» **What is required**
Could you transcribe the material below exactly, without leaving out a single line?

» **Excerpt from a dataset**
::::

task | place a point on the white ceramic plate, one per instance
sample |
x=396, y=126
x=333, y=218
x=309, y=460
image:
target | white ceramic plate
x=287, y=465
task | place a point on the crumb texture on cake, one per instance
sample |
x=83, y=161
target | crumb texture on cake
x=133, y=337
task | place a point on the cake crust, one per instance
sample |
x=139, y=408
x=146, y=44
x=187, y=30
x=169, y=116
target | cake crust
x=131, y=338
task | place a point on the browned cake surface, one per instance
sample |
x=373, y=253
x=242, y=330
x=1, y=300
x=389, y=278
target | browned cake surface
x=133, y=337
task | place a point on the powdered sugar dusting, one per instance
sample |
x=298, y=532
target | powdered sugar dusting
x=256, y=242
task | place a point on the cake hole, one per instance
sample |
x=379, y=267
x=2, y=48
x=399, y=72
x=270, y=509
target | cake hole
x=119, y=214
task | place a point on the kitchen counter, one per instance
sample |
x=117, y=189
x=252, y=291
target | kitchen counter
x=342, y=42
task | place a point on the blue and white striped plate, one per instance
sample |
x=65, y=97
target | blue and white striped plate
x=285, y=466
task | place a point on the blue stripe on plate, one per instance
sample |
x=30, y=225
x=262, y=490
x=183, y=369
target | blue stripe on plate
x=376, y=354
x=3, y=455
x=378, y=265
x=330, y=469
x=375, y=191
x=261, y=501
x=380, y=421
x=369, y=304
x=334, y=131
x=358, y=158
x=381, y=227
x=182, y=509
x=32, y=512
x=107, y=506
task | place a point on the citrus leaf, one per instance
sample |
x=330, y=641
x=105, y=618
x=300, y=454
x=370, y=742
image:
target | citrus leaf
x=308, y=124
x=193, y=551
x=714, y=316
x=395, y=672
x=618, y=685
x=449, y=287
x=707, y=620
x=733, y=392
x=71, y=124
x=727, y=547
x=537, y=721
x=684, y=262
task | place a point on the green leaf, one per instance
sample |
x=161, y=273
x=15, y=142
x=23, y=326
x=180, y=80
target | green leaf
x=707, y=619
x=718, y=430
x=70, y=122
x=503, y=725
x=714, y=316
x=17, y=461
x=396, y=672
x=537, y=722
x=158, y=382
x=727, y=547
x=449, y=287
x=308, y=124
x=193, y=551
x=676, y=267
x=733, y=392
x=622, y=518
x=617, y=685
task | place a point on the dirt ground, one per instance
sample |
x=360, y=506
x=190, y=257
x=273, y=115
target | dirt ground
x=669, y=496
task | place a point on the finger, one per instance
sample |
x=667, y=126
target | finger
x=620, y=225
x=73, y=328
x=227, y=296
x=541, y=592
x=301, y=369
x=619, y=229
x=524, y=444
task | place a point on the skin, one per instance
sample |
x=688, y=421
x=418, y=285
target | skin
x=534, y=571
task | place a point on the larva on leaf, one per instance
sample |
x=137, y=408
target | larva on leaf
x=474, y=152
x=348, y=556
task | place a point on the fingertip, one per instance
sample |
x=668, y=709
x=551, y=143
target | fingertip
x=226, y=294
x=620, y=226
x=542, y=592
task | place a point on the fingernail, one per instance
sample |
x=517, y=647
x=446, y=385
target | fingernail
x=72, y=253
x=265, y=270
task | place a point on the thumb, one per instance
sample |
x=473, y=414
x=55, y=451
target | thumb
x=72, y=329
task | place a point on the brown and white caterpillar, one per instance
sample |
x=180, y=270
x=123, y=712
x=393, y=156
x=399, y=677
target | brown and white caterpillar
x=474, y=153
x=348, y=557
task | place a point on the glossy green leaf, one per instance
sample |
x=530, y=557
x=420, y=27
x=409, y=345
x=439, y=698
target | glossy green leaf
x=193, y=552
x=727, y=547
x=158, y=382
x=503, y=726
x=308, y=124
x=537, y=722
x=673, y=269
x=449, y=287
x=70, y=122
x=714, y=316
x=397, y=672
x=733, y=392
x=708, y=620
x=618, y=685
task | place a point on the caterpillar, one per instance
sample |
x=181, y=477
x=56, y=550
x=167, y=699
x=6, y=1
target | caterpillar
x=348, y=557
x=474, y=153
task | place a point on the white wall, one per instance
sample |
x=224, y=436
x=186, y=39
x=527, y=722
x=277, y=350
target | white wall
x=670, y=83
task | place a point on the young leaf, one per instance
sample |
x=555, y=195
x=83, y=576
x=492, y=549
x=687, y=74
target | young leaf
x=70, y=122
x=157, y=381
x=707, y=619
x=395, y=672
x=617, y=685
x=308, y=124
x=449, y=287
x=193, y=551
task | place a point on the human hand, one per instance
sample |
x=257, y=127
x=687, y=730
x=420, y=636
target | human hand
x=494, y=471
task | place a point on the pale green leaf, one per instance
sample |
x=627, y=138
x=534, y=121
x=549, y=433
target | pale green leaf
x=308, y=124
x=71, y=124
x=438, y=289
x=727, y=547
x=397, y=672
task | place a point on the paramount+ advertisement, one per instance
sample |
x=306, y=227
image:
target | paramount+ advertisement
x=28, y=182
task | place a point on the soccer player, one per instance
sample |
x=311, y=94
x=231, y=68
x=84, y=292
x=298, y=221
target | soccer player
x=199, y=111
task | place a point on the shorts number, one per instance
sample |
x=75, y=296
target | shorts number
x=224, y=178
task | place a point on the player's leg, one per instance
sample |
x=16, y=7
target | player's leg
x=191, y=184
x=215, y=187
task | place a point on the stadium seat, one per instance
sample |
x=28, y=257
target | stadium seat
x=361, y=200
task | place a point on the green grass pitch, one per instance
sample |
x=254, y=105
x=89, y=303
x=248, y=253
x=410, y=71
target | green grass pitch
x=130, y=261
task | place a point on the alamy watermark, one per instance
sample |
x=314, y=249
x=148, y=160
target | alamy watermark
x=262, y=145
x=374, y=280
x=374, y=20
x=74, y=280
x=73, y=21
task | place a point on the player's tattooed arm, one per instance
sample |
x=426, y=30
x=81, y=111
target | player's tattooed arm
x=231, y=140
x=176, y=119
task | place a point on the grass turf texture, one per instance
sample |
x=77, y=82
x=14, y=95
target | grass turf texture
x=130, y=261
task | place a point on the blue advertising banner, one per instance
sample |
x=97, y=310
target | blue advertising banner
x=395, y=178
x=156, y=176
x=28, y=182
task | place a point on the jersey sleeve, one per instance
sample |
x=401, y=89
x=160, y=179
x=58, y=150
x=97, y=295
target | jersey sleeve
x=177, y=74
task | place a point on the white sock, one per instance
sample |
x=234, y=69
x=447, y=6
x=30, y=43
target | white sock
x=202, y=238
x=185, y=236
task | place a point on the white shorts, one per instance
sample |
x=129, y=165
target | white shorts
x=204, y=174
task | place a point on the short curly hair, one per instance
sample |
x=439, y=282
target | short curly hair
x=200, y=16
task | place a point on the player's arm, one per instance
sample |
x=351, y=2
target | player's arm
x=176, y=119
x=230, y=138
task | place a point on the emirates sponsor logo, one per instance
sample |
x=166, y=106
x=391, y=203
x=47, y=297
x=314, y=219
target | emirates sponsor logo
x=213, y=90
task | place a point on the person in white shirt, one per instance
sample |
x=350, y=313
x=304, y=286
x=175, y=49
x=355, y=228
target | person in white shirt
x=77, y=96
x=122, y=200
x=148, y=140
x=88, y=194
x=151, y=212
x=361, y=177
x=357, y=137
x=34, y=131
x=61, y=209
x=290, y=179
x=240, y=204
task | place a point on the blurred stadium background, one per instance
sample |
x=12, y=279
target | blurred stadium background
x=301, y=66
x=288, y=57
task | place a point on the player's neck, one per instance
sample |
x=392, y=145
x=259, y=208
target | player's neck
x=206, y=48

::::

» **Result**
task | place a point on the white ceramic plate, one per instance
sample |
x=396, y=126
x=333, y=218
x=309, y=460
image:
target | white ceramic plate
x=287, y=465
task | place a point on the crumb texture on cake, one per instance
sample |
x=83, y=161
target | crumb texture on cake
x=133, y=337
task | place a point on the cake crust, one per instance
sample |
x=139, y=408
x=146, y=44
x=187, y=30
x=169, y=116
target | cake crust
x=131, y=338
task | place a point on the browned cake surface, one per instance
sample |
x=373, y=253
x=242, y=330
x=1, y=300
x=389, y=278
target | browned cake surface
x=133, y=337
task | place a point on the powdered sugar dusting, one per instance
sample |
x=298, y=532
target | powdered sugar dusting
x=256, y=242
task | place a point on the cake hole, one per instance
sample |
x=379, y=267
x=2, y=48
x=399, y=72
x=270, y=509
target | cake hole
x=119, y=214
task | place a point on the kitchen counter, one per instance
sample |
x=117, y=189
x=252, y=291
target | kitchen counter
x=342, y=42
task | place a point on the blue and white striped plate, one per instance
sample |
x=65, y=97
target | blue and white striped plate
x=285, y=466
task | place a point on the blue stripe on plate, one per instance
sample |
x=30, y=225
x=262, y=490
x=183, y=369
target | blue stripe on plate
x=376, y=354
x=3, y=455
x=378, y=265
x=330, y=469
x=375, y=191
x=261, y=501
x=380, y=421
x=369, y=304
x=334, y=131
x=358, y=158
x=381, y=227
x=182, y=509
x=32, y=512
x=107, y=506
task | place a point on the citrus leaf, one per instance
sample |
x=330, y=641
x=105, y=618
x=300, y=454
x=370, y=742
image:
target | citrus leaf
x=308, y=124
x=193, y=551
x=714, y=316
x=395, y=672
x=618, y=685
x=449, y=287
x=707, y=620
x=733, y=392
x=71, y=124
x=727, y=547
x=537, y=721
x=684, y=262
task | place a point on the green leaf, one per instance
sample |
x=161, y=273
x=15, y=142
x=23, y=326
x=180, y=80
target | green leaf
x=707, y=619
x=718, y=430
x=70, y=122
x=503, y=725
x=714, y=316
x=17, y=461
x=396, y=672
x=537, y=722
x=158, y=382
x=727, y=547
x=449, y=287
x=308, y=124
x=193, y=551
x=676, y=267
x=733, y=392
x=622, y=518
x=617, y=685
task | place a point on the dirt ground, one per instance
sample |
x=360, y=506
x=190, y=257
x=273, y=115
target | dirt ground
x=669, y=496
task | place a point on the finger, one per instance
sample |
x=667, y=126
target | finger
x=620, y=225
x=73, y=328
x=227, y=296
x=541, y=592
x=301, y=369
x=619, y=229
x=524, y=444
task | place a point on the skin, one per instance
sample |
x=688, y=421
x=418, y=285
target | skin
x=534, y=571
task | place a point on the larva on leaf, one per instance
sample |
x=137, y=408
target | larva on leaf
x=474, y=152
x=348, y=556
task | place a point on the fingertip, one per instance
sample |
x=668, y=709
x=551, y=143
target | fingertip
x=226, y=294
x=620, y=226
x=542, y=592
task | place a point on the fingernail, one per instance
sample |
x=517, y=647
x=446, y=385
target | fingernail
x=72, y=253
x=265, y=270
task | place a point on the thumb, one per instance
sample |
x=473, y=414
x=55, y=451
target | thumb
x=72, y=329
task | place a point on the brown and white caterpillar, one per instance
sample |
x=180, y=270
x=123, y=712
x=393, y=156
x=399, y=677
target | brown and white caterpillar
x=474, y=153
x=348, y=557
task | place a point on the glossy green leaf, one per instance
sample |
x=530, y=557
x=420, y=27
x=409, y=345
x=439, y=698
target | glossy green leaf
x=193, y=552
x=727, y=547
x=158, y=382
x=503, y=726
x=308, y=124
x=537, y=722
x=673, y=269
x=449, y=287
x=70, y=122
x=714, y=316
x=397, y=672
x=733, y=392
x=708, y=620
x=618, y=685
task | place a point on the caterpillar, one per instance
sample |
x=181, y=477
x=56, y=550
x=167, y=699
x=6, y=1
target | caterpillar
x=348, y=557
x=474, y=153
task | place a point on the white wall, one per instance
sample |
x=224, y=436
x=186, y=39
x=527, y=722
x=277, y=350
target | white wall
x=670, y=83
task | place a point on the young leaf, one per instance
sample |
x=555, y=195
x=83, y=576
x=492, y=549
x=687, y=74
target | young leaf
x=70, y=122
x=157, y=381
x=707, y=619
x=395, y=672
x=617, y=685
x=308, y=124
x=449, y=287
x=193, y=551
task | place a point on the human hand, one per instance
sample |
x=257, y=127
x=687, y=730
x=420, y=636
target | human hand
x=494, y=471
task | place a point on the pale green leaf, one per instance
sample |
x=627, y=138
x=534, y=121
x=549, y=433
target | pale green leaf
x=308, y=124
x=71, y=124
x=438, y=289
x=727, y=547
x=397, y=672
task | place a point on the paramount+ advertisement, one per instance
sample |
x=306, y=227
image:
target | paramount+ advertisement
x=28, y=182
task | place a point on the soccer player, one per instance
sample |
x=311, y=94
x=231, y=68
x=84, y=292
x=298, y=221
target | soccer player
x=199, y=111
task | place a point on the shorts number, one per instance
sample |
x=75, y=296
target | shorts number
x=224, y=178
task | place a point on the player's leg, one per instance
sample |
x=16, y=7
target | player's leg
x=191, y=184
x=215, y=187
task | place a point on the stadium seat, one per instance
sample |
x=28, y=257
target | stadium seat
x=361, y=200
task | place a point on the green grass pitch, one per instance
sample |
x=254, y=105
x=89, y=303
x=248, y=253
x=410, y=71
target | green grass pitch
x=130, y=261
task | place a point on the alamy watermark, one per instance
sample |
x=314, y=249
x=148, y=160
target | alamy watermark
x=262, y=145
x=374, y=280
x=374, y=20
x=74, y=280
x=73, y=21
task | place a point on the player's tattooed arm, one per instance
sample |
x=426, y=30
x=81, y=111
target | player's tattooed arm
x=231, y=140
x=176, y=119
task | place a point on the grass turf texture, one per instance
sample |
x=77, y=82
x=14, y=95
target | grass turf texture
x=130, y=261
task | place a point on the blue advertising banner, one per instance
sample |
x=97, y=310
target | blue advertising banner
x=395, y=178
x=156, y=176
x=28, y=182
task | place a point on the jersey sleeve, one per instance
sample |
x=401, y=89
x=160, y=179
x=58, y=150
x=97, y=295
target | jersey sleeve
x=177, y=74
task | place a point on the white sock, one per instance
sample |
x=234, y=69
x=447, y=6
x=30, y=43
target | white sock
x=202, y=238
x=185, y=236
task | place a point on the white shorts, one per instance
sample |
x=129, y=165
target | white shorts
x=204, y=174
task | place a point on the short curly hair, one per instance
sample |
x=439, y=282
target | short curly hair
x=200, y=16
task | place a point on the player's arm, one per instance
sample |
x=351, y=2
target | player's arm
x=176, y=119
x=230, y=138
task | place a point on the emirates sponsor logo, one per instance
sample |
x=166, y=106
x=391, y=203
x=47, y=297
x=314, y=219
target | emirates sponsor logo
x=213, y=90
task | place a point on the person in white shirt, one per instance
sample |
x=350, y=313
x=304, y=286
x=175, y=49
x=355, y=228
target | person in white shirt
x=77, y=96
x=122, y=200
x=148, y=140
x=88, y=194
x=151, y=212
x=361, y=177
x=357, y=137
x=34, y=131
x=61, y=209
x=290, y=179
x=240, y=204
task | place a point on the blurred stadium background, one per instance
sample |
x=12, y=279
target | blurred stadium background
x=301, y=66
x=288, y=57
task | place a point on the player's neck, one per instance
sample |
x=392, y=145
x=259, y=208
target | player's neck
x=206, y=48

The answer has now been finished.